THE EXERCISE » Reproduce everything in the barn door text from "Most newer homes" down to "out the details.", unchanged.

Most newer homes don’t have a segregated bath in the master in our area, and trying to pencil out a door that would fit in our space constraints narrowed our options immensely; example above. Once we came to the realization that a barn door would fit our needs appropriately, it was time to start figuring out the details.
As with many other projects here in House Hacking, we searched Amazon for hardware. Based on our doorway dimensions, the common six foot rail just wasn’t long enough. Enter the six and a half foot kit! The extra 3 inches on each side gives us overlap with the door completely closed, as well as exposing the entire doorway when opened. This was in our wish list for six months before we finally decided to bite off the project…
Our doorway measures 95″ tall and 34.75″ wide on the inside. How much to overlap? That is a great question, and one we had no idea how to answer. After a few searches and articles, This Old House has the most detailed DIY we liked. We decided to mimic their 3″ of total doorway overlap (which is a little overkill on our height, see below) for privacy. We also wanted a rustic look without too much labor and fuss. What to do? Having experience with tongue and groove boards from past office projects, this material seemed like a shoe in. We decided to edge glue the boards together to create the “base” of the door. One bottle of glue and some elbow grease yielded a neat start to this project.

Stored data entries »
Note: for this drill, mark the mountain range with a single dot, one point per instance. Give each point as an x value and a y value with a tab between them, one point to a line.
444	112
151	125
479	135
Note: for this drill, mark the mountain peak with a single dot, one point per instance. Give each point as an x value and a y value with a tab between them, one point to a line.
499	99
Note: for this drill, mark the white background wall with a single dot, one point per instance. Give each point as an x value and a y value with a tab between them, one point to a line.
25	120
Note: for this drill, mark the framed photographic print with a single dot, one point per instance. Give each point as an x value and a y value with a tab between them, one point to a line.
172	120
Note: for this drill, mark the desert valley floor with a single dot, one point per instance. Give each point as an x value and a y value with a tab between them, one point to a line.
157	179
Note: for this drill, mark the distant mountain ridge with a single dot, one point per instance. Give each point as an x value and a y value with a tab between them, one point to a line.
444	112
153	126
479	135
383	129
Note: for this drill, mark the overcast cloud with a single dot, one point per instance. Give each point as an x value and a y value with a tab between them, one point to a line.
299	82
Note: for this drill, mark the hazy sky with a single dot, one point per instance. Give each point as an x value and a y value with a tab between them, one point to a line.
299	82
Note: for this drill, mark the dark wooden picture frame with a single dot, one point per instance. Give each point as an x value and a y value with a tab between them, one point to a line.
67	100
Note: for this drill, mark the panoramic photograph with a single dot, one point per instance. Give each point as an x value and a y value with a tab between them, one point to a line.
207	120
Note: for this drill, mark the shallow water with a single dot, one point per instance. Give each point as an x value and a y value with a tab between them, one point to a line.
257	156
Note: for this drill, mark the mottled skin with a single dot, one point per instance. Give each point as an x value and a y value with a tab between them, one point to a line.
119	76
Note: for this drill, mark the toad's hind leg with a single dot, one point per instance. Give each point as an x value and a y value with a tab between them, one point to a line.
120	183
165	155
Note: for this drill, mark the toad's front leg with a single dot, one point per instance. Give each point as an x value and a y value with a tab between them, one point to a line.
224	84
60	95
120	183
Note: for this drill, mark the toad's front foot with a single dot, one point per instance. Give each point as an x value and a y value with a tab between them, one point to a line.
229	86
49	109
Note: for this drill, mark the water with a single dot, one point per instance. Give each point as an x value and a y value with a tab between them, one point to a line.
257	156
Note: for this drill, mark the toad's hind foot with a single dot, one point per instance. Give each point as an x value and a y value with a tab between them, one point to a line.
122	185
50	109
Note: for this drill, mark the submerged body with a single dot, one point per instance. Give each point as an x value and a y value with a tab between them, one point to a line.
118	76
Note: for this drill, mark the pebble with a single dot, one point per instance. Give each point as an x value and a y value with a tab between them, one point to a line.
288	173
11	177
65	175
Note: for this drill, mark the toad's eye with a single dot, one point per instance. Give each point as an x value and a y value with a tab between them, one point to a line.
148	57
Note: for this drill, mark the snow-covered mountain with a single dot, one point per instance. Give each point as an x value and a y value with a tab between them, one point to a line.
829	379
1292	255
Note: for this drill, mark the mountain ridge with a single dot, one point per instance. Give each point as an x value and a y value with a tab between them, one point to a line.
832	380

RESPONSE BELOW »
Most newer homes don’t have a segregated bath in the master in our area, and trying to pencil out a door that would fit in our space constraints narrowed our options immensely; example above. Once we came to the realization that a barn door would fit our needs appropriately, it was time to start figuring out the details.